» **WORK REQUEST**:
Reproduce the entire listing below exactly.

» **EXTRACTED ENTRIES**:
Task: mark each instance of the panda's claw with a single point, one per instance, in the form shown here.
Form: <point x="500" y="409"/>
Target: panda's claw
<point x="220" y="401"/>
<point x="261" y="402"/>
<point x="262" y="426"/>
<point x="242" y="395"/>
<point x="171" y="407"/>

» **EXPECTED ANSWER**:
Task: mark each instance of the panda's claw with a single point, one per instance, in the form shown here.
Form: <point x="500" y="409"/>
Target: panda's claw
<point x="220" y="401"/>
<point x="261" y="402"/>
<point x="262" y="426"/>
<point x="242" y="395"/>
<point x="171" y="407"/>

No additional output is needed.